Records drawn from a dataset
──────────────────────────────

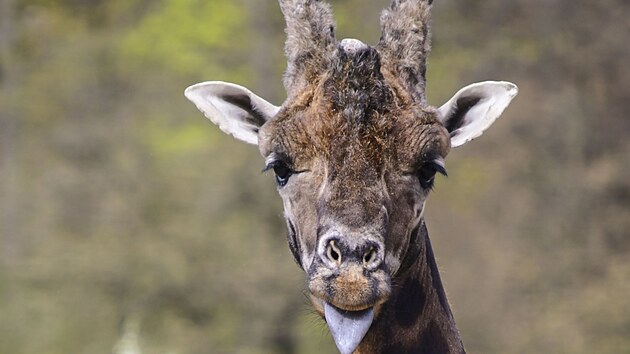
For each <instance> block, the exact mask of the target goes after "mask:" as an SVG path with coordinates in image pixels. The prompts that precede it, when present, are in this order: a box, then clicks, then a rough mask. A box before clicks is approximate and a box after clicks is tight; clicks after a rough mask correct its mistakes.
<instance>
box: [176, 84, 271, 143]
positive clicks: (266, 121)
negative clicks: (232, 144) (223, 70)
mask: <svg viewBox="0 0 630 354" xmlns="http://www.w3.org/2000/svg"><path fill="white" fill-rule="evenodd" d="M184 95H185V96H186V98H188V99H189V100H190V101H192V102H193V103H194V104H195V106H197V108H198V109H199V110H200V111H201V112H202V113H203V114H204V115H205V116H206V117H207V118H208V119H210V120H211V121H212V123H214V124H216V125H217V126H219V128H221V130H222V131H224V132H226V133H228V134H230V135H233V136H234V137H235V138H237V139H239V140H241V141H244V142H246V143H249V144H254V145H256V144H258V129H260V127H261V126H262V125H263V124H265V122H267V121H268V120H270V119H271V118H273V117H274V116H275V115H276V114H277V113H278V111H279V110H280V107H277V106H275V105H273V104H271V103H269V102H267V101H265V100H264V99H262V98H261V97H259V96H258V95H256V94H254V93H253V92H251V91H250V90H248V89H247V88H245V87H243V86H239V85H235V84H231V83H227V82H221V81H208V82H202V83H200V84H196V85H192V86H190V87H188V88H187V89H186V91H184Z"/></svg>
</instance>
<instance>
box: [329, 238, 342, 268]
mask: <svg viewBox="0 0 630 354" xmlns="http://www.w3.org/2000/svg"><path fill="white" fill-rule="evenodd" d="M326 257H328V259H329V260H330V261H331V262H333V263H334V264H336V265H337V266H339V265H341V251H340V250H339V247H337V245H336V244H335V240H330V242H328V245H327V246H326Z"/></svg>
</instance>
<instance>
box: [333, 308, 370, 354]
mask: <svg viewBox="0 0 630 354" xmlns="http://www.w3.org/2000/svg"><path fill="white" fill-rule="evenodd" d="M324 317H326V322H327V323H328V327H329V328H330V333H332V335H333V339H334V340H335V344H336V345H337V348H338V349H339V352H341V354H352V353H353V352H354V350H355V349H356V348H357V347H358V346H359V343H361V340H362V339H363V337H364V336H365V334H366V333H367V331H368V330H369V329H370V326H371V325H372V320H373V319H374V309H373V308H369V309H367V310H363V311H345V310H341V309H339V308H336V307H335V306H333V305H330V304H329V303H327V302H326V303H325V304H324Z"/></svg>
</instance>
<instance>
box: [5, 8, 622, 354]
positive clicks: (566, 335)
mask: <svg viewBox="0 0 630 354" xmlns="http://www.w3.org/2000/svg"><path fill="white" fill-rule="evenodd" d="M331 3H332V4H333V5H334V10H335V12H336V16H337V20H338V37H339V38H343V37H357V38H361V39H363V40H364V41H367V42H369V43H372V44H374V43H376V42H377V40H378V36H379V24H378V16H379V12H380V10H381V9H382V8H383V7H385V6H386V5H388V3H389V1H388V0H370V1H366V0H336V1H331ZM629 16H630V2H628V1H627V0H600V1H591V0H485V1H473V0H470V1H456V0H436V1H435V4H434V21H433V24H434V25H433V29H434V46H433V47H434V49H433V53H432V55H431V57H430V59H429V68H428V95H429V101H430V102H432V103H433V104H435V105H439V104H441V103H442V102H445V101H446V100H448V98H450V96H451V95H452V94H453V93H454V92H456V91H457V90H458V89H459V88H460V87H463V86H464V85H466V84H469V83H471V82H475V81H482V80H488V79H495V80H509V81H513V82H515V83H517V84H518V85H519V87H520V94H519V96H518V97H517V98H516V99H515V101H514V102H513V104H512V105H511V106H510V107H509V108H508V110H507V111H506V112H505V114H504V115H503V117H502V118H501V119H500V120H499V121H498V122H497V123H495V125H494V126H493V127H492V129H490V130H489V131H488V132H487V133H486V134H485V135H484V136H483V137H482V138H480V139H479V140H476V141H474V142H472V143H470V144H468V145H466V146H465V147H464V148H461V149H456V150H454V151H452V153H451V156H450V157H449V161H448V168H449V176H450V177H449V178H448V179H445V178H440V180H439V181H438V184H437V187H436V190H435V192H434V193H433V195H432V196H431V198H430V201H429V204H428V211H427V215H426V219H427V223H428V225H429V230H430V233H431V236H432V240H433V243H434V247H435V251H436V255H437V258H438V263H439V265H440V269H441V271H442V274H443V278H444V280H445V283H446V289H447V292H448V294H449V298H450V301H451V304H452V306H453V308H454V311H455V316H456V319H457V321H458V324H459V327H460V330H461V333H462V335H463V339H464V343H465V345H466V346H467V349H468V351H469V352H470V353H615V354H617V353H630V138H629V135H630V117H628V112H629V111H630V65H629V63H630V42H629V38H630V21H629V20H628V18H629ZM283 26H284V23H283V19H282V17H281V15H280V11H279V8H278V5H277V3H276V2H275V1H273V0H264V1H262V0H159V1H155V0H0V353H7V354H9V353H10V354H15V353H64V354H67V353H86V354H88V353H108V352H109V353H115V354H122V353H125V354H139V353H164V354H167V353H168V354H171V353H173V354H174V353H182V354H186V353H191V354H192V353H247V354H250V353H251V354H258V353H285V354H289V353H335V349H334V345H333V344H332V341H331V339H330V336H329V334H328V332H327V329H326V327H325V325H324V323H323V321H321V320H320V319H318V317H317V316H316V315H314V314H313V313H312V310H311V309H310V308H309V306H308V301H307V299H306V297H305V295H304V277H303V275H302V273H301V272H300V271H299V269H298V267H297V266H296V265H295V264H294V263H293V261H292V258H291V256H290V253H289V250H288V247H287V245H286V241H285V229H284V228H285V227H284V224H283V220H282V217H281V215H282V211H281V203H280V200H279V198H278V197H277V196H276V195H275V188H274V182H273V177H272V176H269V175H264V174H261V172H260V171H261V169H262V167H263V162H262V160H261V159H260V157H259V156H258V152H257V149H256V148H255V147H253V146H246V145H244V144H241V143H239V142H237V141H235V140H234V139H232V138H231V137H229V136H225V135H222V134H221V133H220V132H219V130H218V129H217V128H216V127H214V126H212V125H211V124H210V123H209V122H208V121H207V120H206V119H205V118H203V117H202V116H201V114H200V113H199V112H197V111H196V109H195V108H194V106H193V105H192V104H190V103H189V102H187V101H186V100H185V99H184V97H183V94H182V93H183V89H184V88H185V87H186V86H188V85H190V84H193V83H196V82H200V81H205V80H210V79H212V80H225V81H232V82H236V83H239V84H242V85H246V86H248V87H250V88H251V89H253V90H254V91H255V92H257V93H259V94H260V95H261V96H263V97H265V98H267V99H268V100H270V101H272V102H275V103H277V104H279V103H280V102H282V101H283V99H284V92H283V88H282V85H281V75H282V71H283V70H284V67H285V60H284V57H283V52H282V48H283V43H284V33H283Z"/></svg>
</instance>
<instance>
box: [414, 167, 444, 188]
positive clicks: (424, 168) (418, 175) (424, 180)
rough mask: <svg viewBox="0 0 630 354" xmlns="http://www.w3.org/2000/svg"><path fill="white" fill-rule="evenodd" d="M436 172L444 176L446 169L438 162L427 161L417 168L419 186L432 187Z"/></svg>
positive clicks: (430, 187) (429, 187)
mask: <svg viewBox="0 0 630 354" xmlns="http://www.w3.org/2000/svg"><path fill="white" fill-rule="evenodd" d="M438 172H439V173H440V174H442V175H444V176H446V170H445V169H444V166H442V165H440V164H438V163H435V162H428V163H425V164H424V165H422V166H421V167H420V168H419V169H418V174H417V175H418V180H419V181H420V186H422V188H424V189H431V188H433V183H434V182H435V174H436V173H438Z"/></svg>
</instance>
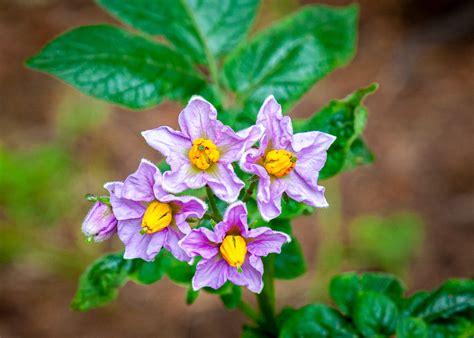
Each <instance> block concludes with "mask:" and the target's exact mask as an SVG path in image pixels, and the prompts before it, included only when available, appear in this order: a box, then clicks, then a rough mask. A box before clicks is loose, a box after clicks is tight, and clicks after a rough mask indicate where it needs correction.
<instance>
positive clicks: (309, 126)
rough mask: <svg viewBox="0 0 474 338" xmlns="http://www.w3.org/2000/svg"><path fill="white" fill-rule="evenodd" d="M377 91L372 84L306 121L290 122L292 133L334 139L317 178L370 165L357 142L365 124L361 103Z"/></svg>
mask: <svg viewBox="0 0 474 338" xmlns="http://www.w3.org/2000/svg"><path fill="white" fill-rule="evenodd" d="M377 88H378V85H377V84H375V83H373V84H371V85H370V86H368V87H366V88H361V89H359V90H357V91H355V92H353V93H352V94H350V95H349V96H347V97H346V98H344V99H342V100H333V101H331V102H330V103H329V104H328V105H327V106H325V107H324V108H323V109H321V110H320V111H319V112H318V113H315V114H314V115H313V116H312V117H310V118H309V119H308V120H294V121H293V127H294V130H295V132H297V133H299V132H306V131H313V130H317V131H322V132H325V133H328V134H331V135H334V136H336V137H337V138H336V141H334V143H333V144H332V145H331V147H330V148H329V150H328V157H327V160H326V164H325V165H324V167H323V169H322V170H321V173H320V176H319V178H321V179H326V178H329V177H331V176H334V175H336V174H337V173H339V172H340V171H342V170H344V169H352V168H354V167H356V166H357V165H359V164H367V163H371V162H372V161H373V156H372V154H371V153H370V151H369V150H368V149H367V147H366V146H365V143H364V142H363V140H362V139H361V135H362V132H363V131H364V128H365V125H366V122H367V114H368V112H367V108H365V107H364V106H362V101H363V100H364V98H365V97H367V95H370V94H372V93H373V92H375V91H376V90H377Z"/></svg>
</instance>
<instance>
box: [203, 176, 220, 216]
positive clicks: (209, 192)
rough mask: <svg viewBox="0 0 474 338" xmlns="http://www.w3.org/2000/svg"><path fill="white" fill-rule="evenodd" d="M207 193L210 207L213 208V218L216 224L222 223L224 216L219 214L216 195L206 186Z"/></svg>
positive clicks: (211, 210) (207, 199)
mask: <svg viewBox="0 0 474 338" xmlns="http://www.w3.org/2000/svg"><path fill="white" fill-rule="evenodd" d="M206 193H207V201H208V202H209V207H210V208H211V213H212V218H213V219H214V220H215V221H216V222H220V221H222V215H221V213H220V212H219V209H218V208H217V202H216V197H215V196H214V193H213V192H212V190H211V188H210V187H209V186H208V185H206Z"/></svg>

──────────────────────────────

> _Task goal_: Please quote exactly the run of lines that starts the entries and ends at the line containing "positive clicks: (266, 121)", leaving out every picture.

> _Your response_:
For each <instance> block, the exact mask of the target goes after "mask:" as an SVG path with coordinates in image pixels. The prompts that precede it, when present, are in this order: a box, then clicks, then a rough mask. A box before clicks is approximate and a box after clicks is tight; clicks after a rough mask correct its mistakes.
<instance>
box: [176, 84, 271, 143]
positive clicks: (266, 121)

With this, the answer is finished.